» WHAT TO DO: What is needed is an exact copy of the entries below, from the line that contains "Target: telecommunication tower" through the final line, both included, and nothing else.

Coordinate labeling data
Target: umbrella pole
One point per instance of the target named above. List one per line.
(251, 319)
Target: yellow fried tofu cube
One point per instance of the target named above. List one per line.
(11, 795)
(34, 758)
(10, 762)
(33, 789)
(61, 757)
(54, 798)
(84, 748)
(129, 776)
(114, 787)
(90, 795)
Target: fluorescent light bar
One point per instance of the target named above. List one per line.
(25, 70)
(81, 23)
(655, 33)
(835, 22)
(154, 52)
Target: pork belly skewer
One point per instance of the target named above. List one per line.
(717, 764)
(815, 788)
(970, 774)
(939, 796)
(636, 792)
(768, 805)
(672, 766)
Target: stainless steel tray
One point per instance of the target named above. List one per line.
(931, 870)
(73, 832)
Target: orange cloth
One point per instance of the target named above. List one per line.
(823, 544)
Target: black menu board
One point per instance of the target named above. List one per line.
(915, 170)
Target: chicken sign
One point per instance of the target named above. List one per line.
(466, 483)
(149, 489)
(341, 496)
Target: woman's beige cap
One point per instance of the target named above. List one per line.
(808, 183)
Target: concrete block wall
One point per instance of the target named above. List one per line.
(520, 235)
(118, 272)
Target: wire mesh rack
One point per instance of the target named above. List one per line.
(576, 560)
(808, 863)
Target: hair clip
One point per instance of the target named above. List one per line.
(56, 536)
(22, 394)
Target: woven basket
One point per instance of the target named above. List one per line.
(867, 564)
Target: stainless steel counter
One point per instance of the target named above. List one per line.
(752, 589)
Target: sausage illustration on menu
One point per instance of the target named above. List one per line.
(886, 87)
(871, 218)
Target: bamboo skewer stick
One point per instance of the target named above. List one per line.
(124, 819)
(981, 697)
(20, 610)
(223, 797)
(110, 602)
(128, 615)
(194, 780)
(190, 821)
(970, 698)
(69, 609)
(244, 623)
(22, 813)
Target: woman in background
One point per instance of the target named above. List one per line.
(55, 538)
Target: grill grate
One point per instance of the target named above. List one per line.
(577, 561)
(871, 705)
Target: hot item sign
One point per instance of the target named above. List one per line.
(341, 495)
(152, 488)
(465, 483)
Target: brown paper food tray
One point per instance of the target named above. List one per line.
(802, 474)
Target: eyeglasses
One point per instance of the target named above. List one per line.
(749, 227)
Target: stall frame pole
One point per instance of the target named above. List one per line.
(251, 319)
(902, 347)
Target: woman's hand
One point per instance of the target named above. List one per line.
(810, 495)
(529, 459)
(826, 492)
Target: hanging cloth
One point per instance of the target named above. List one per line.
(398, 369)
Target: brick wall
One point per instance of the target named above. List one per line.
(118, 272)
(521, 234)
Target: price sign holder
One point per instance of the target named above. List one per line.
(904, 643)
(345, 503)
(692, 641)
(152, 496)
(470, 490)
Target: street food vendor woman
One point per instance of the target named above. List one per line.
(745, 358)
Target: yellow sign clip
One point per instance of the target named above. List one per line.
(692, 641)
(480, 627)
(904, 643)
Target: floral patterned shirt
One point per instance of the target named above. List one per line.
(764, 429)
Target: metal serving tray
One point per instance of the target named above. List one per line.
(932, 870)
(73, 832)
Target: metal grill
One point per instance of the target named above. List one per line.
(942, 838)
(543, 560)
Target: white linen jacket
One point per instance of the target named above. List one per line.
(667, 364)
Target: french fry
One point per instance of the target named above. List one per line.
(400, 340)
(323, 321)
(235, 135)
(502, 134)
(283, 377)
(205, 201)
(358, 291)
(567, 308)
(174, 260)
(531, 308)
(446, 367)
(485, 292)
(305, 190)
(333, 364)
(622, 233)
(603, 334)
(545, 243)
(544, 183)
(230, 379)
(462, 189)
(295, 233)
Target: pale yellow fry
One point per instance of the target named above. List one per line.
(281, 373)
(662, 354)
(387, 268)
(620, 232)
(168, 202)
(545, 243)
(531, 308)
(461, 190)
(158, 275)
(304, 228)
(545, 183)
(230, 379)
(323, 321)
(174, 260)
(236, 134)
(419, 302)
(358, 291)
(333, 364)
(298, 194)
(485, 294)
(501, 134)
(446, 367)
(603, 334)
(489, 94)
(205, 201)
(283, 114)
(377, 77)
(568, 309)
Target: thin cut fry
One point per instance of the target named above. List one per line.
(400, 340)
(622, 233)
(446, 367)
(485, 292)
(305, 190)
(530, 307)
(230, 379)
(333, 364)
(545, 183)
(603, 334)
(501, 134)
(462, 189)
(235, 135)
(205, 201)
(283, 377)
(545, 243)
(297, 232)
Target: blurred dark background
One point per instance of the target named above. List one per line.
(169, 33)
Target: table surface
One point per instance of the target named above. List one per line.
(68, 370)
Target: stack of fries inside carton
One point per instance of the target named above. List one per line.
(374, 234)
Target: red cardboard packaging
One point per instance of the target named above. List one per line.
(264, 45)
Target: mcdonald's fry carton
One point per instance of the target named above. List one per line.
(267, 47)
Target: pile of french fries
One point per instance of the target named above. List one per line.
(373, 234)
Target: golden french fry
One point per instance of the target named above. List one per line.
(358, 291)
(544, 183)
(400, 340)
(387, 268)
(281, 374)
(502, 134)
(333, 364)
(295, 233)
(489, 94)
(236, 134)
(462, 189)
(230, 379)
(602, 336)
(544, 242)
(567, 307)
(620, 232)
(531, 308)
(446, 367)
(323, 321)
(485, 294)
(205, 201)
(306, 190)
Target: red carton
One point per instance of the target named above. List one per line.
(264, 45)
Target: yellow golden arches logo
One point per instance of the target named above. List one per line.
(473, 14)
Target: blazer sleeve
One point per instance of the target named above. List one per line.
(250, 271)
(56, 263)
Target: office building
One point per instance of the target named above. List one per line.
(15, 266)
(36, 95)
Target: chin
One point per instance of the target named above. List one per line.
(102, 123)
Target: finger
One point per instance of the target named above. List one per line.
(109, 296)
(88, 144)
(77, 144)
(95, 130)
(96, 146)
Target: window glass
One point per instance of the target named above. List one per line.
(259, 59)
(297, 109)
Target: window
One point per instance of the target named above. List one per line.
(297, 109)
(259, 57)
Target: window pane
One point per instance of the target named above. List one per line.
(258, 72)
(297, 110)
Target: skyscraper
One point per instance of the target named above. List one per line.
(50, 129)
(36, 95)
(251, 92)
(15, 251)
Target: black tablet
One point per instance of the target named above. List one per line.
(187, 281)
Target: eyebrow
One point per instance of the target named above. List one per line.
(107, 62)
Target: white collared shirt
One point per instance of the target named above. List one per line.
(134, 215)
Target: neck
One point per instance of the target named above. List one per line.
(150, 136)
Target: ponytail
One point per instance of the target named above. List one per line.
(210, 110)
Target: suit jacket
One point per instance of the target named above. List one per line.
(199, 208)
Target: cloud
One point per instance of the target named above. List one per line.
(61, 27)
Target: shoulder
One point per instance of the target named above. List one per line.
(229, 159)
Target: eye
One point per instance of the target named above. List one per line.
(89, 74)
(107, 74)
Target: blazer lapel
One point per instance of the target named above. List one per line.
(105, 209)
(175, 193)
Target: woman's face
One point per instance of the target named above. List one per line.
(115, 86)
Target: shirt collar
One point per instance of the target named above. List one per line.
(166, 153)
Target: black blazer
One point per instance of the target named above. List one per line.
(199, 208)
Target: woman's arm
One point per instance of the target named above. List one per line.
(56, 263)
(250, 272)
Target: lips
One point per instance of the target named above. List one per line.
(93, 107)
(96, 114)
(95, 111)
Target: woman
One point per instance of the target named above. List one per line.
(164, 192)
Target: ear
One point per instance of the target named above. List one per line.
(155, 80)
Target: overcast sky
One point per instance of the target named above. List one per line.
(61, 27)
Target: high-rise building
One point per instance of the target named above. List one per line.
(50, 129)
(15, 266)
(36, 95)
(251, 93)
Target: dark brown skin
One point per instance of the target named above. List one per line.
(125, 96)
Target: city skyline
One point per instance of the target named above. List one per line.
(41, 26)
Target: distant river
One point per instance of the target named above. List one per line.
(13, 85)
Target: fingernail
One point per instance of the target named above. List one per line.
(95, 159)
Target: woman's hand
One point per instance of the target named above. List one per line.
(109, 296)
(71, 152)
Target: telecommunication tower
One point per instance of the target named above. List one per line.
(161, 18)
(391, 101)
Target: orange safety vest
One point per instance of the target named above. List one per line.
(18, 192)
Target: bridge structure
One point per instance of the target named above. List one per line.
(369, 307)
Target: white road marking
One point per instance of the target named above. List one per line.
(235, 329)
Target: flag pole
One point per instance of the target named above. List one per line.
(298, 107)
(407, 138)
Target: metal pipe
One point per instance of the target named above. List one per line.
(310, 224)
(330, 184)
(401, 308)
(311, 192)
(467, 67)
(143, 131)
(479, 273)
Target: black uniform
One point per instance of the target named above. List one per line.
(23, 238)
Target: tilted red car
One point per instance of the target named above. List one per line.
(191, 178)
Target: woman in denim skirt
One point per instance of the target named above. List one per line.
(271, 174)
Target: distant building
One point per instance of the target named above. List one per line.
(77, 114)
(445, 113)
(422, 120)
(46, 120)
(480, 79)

» WRITTEN REPLY:
Target: telecommunication tower
One point per instance of the target named above. List one per line.
(161, 18)
(391, 101)
Target: orange safety vest
One point per instance of the target named above. List one per line.
(18, 192)
Target: bridge structure
One point per instance of the target named above. List one per line.
(369, 307)
Target: white road marking
One point per instance of the target named above. List one per line.
(235, 329)
Target: flag pole
One point per instance of the target named above. List one per line.
(298, 107)
(407, 138)
Target: metal pipe
One point per instance of the target named above. List one per line.
(310, 224)
(330, 184)
(401, 308)
(311, 192)
(467, 67)
(143, 131)
(479, 273)
Target: black uniform
One point per instance of the target named above. List one per line.
(23, 238)
Target: tilted red car
One point per instance of the target named above. List one per line.
(191, 178)
Target: woman in denim skirt
One point per instance of the target named above. List one per line.
(271, 174)
Target: distant building
One point per instance of the target named above. List one per line.
(77, 114)
(445, 113)
(422, 120)
(46, 120)
(480, 79)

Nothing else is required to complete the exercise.